### [Exercise a]
Which people does the opinion piece below on renewable energy and coal name? List every one.

### [Passage provided]

Pembina Institute Invented Alternative Facts on Renewable Energy’s Impact on Global Warming

Opinion – By Michelle Stirling © Feb. 24, 2017

 

In a National Newswatch op-ed of Feb. 21, 2017, Ed Whittingham of Pembina Institute attacks Dr. Jack Mintz, claiming Mintz was “discrediting” Canada’s emerging climate plan with “alternative facts” related to Alberta’s coal phase-out and predicted rising power utility costs.  Whittingham claims Germany is going off coal. The US EIA shows Germany is predominantly driven by 44% coal power, 10% natural gas and 15% nuclear. Much of Germany’s wind and solar production is exported, with surges often causing grid problems and blackouts in neighbouring countries.

 

Whittingham decries the unnamed “utility experts” Mintz refers to in his Feb. 15, 2017 Financial Post column. Power generation experts abound in Alberta and they support Mintz’ views. Here are some names for Ed. #names4Ed

 

One is Dean Rosehart of the University of Calgary who hosted a 2015 Distinguished Speaker event on Alberta’s deregulated power system. Any of the panelists could have informed Dr. Mintz. Maybe he was even there!

 

In 2014, we asked one of those panelists, Evan Bahry, Executive Director of the Independent Power Producers Society of Alberta (representing all forms of power generation), what it would cost to phase-out coal.  He told us in an email, permitting us to quote him verbatim, that it would require the equivalent of eight natural gas plants of 800 MegaWatt capacity to replace the power of the existing Alberta coal fleet.  Using the new Shepard Energy Center as a benchmark, built at a cost of $1.4 billion, it would be about > $11 billion – a replacement price that ultimately consumers will pay.  On top of that, he would not venture a guess as to the compensation to coal industry and investors for early phase-out – only saying it would come up to “many billions.”

 

Gary Reynolds, former CEO of the Balancing Pool, who is frequently cited in the press, helped enlighten us on compensation costs for stranded assets and what subsidies would have to be paid to wind and solar to make it attractive for them to enter the market. He anticipated a $35/kWh rate – or about $900 million a year.  In 2012, Morrison Park Advisors noted in a report to the Market Surveillance Authority of Alberta, posted on their website, that there was no interest in wind/solar investments in Alberta because power prices were too low.

### [Exercise b]
Can you write out the records again, beginning at the line that has "TARGET = cargo area" and continuing through the end of the records, with "tailgate" switched to "liftgate" and nothing else changed?

Collection entries

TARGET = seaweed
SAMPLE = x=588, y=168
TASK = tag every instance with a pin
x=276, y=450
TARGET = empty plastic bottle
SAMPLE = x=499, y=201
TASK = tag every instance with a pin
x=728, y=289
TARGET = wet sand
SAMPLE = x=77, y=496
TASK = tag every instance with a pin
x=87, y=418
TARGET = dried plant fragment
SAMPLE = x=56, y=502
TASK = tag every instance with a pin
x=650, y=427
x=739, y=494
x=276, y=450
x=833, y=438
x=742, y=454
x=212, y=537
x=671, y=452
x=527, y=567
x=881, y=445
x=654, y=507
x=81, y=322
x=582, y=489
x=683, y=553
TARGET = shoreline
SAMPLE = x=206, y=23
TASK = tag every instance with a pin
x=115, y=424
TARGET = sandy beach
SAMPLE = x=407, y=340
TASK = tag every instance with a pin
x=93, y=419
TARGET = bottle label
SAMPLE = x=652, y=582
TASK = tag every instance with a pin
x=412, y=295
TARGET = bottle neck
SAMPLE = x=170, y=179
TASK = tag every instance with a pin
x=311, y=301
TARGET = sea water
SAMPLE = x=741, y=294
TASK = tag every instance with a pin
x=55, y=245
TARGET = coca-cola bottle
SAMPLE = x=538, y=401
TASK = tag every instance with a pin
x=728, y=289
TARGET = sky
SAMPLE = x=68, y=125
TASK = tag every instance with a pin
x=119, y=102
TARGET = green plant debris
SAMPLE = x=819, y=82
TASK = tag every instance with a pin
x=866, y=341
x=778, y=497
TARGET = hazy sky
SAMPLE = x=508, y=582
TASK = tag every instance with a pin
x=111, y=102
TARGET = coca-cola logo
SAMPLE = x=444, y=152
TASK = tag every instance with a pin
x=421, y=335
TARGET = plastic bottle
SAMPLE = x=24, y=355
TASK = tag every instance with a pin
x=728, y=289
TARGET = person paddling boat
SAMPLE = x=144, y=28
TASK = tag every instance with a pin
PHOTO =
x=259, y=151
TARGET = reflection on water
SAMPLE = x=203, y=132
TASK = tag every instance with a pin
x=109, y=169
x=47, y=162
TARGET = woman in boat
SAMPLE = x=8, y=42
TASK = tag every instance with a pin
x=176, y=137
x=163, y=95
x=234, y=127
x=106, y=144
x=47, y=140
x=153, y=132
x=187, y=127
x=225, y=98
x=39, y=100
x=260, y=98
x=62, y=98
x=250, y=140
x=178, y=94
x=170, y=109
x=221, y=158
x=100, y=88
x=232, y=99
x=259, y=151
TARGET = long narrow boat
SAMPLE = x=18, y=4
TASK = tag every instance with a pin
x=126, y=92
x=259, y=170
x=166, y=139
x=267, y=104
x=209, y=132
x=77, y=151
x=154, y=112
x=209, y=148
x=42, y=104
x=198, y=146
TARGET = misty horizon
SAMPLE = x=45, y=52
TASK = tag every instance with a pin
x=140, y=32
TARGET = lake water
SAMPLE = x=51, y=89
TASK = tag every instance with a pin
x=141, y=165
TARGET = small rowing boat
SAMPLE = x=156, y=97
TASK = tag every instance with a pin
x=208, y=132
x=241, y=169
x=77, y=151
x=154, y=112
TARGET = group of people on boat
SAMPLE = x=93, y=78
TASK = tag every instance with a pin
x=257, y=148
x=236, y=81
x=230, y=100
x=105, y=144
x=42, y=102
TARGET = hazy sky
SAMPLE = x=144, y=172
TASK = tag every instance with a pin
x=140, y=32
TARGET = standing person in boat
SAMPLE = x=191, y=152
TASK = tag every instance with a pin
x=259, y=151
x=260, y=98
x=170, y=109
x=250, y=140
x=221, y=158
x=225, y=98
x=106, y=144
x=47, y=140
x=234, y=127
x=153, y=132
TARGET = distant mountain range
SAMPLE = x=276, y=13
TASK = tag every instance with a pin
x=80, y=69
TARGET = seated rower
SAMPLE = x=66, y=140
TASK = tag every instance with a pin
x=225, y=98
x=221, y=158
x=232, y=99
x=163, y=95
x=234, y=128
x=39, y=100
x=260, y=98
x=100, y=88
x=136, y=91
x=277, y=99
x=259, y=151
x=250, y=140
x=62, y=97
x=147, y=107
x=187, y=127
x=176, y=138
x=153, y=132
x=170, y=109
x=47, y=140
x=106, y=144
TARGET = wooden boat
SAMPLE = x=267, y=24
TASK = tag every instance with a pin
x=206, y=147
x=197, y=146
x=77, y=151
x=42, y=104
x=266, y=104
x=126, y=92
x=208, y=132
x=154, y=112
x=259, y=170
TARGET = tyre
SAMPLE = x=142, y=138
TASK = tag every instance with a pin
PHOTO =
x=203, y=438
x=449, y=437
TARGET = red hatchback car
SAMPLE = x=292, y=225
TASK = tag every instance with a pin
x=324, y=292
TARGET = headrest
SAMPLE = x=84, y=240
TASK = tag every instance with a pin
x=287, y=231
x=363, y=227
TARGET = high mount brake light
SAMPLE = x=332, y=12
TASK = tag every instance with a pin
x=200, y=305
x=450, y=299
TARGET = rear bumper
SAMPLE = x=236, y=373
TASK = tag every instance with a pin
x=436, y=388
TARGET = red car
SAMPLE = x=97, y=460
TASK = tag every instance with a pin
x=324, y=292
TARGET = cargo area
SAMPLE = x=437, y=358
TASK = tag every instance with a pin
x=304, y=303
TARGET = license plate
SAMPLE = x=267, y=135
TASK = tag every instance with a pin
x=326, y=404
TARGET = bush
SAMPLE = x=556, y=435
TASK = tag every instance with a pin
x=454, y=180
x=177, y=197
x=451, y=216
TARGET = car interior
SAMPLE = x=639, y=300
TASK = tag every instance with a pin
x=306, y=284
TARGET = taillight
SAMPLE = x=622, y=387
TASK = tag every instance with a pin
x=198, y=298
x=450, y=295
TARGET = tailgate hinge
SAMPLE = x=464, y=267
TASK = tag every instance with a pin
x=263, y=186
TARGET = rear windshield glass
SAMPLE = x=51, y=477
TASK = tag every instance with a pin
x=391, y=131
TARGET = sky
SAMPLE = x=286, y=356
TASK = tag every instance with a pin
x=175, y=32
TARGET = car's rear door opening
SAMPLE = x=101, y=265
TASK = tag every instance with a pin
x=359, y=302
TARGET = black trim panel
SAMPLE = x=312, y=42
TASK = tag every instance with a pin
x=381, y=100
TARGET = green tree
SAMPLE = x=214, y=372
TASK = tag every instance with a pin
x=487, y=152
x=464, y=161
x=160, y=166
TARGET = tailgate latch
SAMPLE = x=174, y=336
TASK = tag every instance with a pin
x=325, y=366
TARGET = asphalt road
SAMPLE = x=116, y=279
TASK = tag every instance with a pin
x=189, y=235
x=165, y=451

### [Correct result a]
Michelle Stirling
Ed Whittingham
Jack Mintz
Dean Rosehart
Evan Bahry
Gary Reynolds

### [Correct result b]
TARGET = cargo area
SAMPLE = x=437, y=358
TASK = tag every instance with a pin
x=304, y=303
TARGET = license plate
SAMPLE = x=267, y=135
TASK = tag every instance with a pin
x=326, y=404
TARGET = bush
SAMPLE = x=556, y=435
TASK = tag every instance with a pin
x=454, y=180
x=177, y=197
x=451, y=216
TARGET = car interior
SAMPLE = x=639, y=300
TASK = tag every instance with a pin
x=306, y=284
TARGET = taillight
SAMPLE = x=622, y=387
TASK = tag every instance with a pin
x=198, y=298
x=450, y=295
TARGET = liftgate hinge
SAMPLE = x=464, y=267
TASK = tag every instance with a pin
x=263, y=186
TARGET = rear windshield glass
SAMPLE = x=51, y=477
TASK = tag every instance with a pin
x=391, y=131
TARGET = sky
SAMPLE = x=286, y=356
TASK = tag every instance with a pin
x=175, y=32
TARGET = car's rear door opening
SAMPLE = x=101, y=265
TASK = tag every instance with a pin
x=359, y=302
TARGET = black trim panel
SAMPLE = x=312, y=42
TASK = tag every instance with a pin
x=381, y=100
TARGET = green tree
SAMPLE = x=214, y=372
TASK = tag every instance with a pin
x=487, y=152
x=464, y=161
x=160, y=166
TARGET = liftgate latch
SAMPLE = x=174, y=336
TASK = tag every instance with a pin
x=325, y=366
TARGET = asphalt road
SAMPLE = x=116, y=279
TASK = tag every instance with a pin
x=189, y=235
x=165, y=451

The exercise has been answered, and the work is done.